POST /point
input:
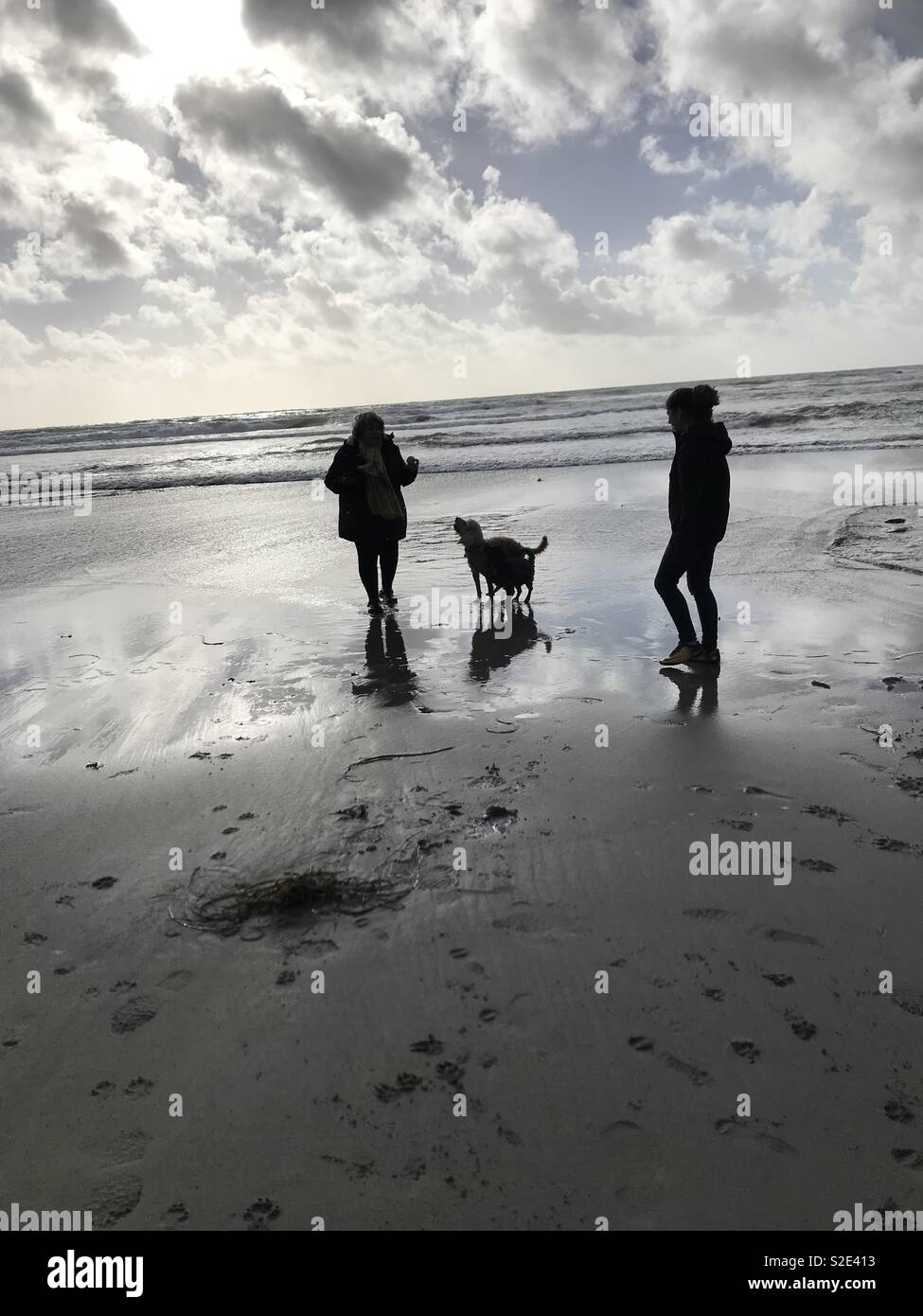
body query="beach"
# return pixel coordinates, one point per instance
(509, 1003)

• • •

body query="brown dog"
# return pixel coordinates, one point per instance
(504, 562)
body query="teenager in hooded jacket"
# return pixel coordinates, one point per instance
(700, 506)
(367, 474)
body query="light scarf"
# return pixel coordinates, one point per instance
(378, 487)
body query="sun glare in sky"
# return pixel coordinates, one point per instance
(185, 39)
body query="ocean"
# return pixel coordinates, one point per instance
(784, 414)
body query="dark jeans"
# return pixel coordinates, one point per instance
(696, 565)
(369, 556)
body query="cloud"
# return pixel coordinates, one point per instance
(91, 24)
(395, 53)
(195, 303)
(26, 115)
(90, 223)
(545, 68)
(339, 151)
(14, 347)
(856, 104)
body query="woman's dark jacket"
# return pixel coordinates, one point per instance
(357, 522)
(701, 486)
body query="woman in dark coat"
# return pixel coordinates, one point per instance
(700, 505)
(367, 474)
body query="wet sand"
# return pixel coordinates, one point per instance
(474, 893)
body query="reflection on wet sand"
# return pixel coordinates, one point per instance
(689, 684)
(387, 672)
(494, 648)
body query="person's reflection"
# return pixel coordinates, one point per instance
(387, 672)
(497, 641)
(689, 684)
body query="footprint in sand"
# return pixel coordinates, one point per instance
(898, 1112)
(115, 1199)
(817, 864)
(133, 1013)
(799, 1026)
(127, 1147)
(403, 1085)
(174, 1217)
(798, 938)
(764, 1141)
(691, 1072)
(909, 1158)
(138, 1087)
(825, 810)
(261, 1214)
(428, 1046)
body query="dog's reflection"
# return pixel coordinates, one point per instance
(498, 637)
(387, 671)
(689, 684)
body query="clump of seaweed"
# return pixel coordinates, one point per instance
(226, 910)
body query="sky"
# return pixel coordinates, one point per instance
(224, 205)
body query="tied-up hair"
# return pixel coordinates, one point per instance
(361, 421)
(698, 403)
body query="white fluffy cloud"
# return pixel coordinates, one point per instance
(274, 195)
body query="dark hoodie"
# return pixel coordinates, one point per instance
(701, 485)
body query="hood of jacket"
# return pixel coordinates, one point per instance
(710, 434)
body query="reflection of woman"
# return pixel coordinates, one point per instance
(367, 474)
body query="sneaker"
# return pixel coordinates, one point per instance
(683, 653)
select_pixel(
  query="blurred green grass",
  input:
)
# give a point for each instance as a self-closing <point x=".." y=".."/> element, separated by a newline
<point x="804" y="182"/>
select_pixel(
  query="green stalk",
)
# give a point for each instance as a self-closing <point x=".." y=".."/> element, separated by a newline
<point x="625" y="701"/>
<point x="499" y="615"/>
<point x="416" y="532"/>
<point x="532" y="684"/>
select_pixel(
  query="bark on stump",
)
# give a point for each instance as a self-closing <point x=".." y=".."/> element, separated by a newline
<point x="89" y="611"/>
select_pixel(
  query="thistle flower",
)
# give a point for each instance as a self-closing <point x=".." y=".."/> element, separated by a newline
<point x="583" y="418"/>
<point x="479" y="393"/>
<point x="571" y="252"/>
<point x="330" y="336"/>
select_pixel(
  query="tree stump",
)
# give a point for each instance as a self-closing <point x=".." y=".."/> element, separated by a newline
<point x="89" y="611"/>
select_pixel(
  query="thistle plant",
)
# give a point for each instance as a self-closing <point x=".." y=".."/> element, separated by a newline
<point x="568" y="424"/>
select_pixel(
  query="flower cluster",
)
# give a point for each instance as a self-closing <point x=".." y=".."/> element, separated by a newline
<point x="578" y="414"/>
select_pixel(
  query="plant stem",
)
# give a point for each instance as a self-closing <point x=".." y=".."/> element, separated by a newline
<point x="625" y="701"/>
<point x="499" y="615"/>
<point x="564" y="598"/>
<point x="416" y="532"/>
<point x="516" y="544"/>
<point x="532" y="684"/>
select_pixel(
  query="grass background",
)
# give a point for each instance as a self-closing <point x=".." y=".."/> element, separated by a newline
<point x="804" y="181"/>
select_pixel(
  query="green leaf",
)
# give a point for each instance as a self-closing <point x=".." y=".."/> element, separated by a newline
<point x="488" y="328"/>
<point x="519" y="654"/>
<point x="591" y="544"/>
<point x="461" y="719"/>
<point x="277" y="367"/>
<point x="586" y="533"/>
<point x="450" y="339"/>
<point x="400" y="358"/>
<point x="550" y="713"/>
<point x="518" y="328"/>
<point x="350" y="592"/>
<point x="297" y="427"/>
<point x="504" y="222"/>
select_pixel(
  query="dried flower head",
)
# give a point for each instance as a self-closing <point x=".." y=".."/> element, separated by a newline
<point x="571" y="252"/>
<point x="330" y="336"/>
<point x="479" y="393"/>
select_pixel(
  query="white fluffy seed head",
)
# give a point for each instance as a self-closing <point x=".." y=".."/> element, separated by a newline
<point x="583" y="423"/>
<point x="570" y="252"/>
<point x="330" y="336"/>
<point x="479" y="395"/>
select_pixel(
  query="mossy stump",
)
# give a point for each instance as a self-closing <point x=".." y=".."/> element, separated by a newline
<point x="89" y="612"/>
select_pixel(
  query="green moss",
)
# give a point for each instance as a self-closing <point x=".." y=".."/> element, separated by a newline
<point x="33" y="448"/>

• • •

* Stated task
Lay out the lines from the one holding "POST /point" through the one holding "(509, 1003)", inclusive, as a Markdown table with the columns Row and Line, skipping blank lines and leaving the pictures out.

* Output of the task
| Row | Line |
|---|---|
| 1 | POST /point |
| 2 | input: |
| 3 | body query="beach" |
| 4 | # return pixel coordinates, one point per instance |
| 5 | (509, 1003) |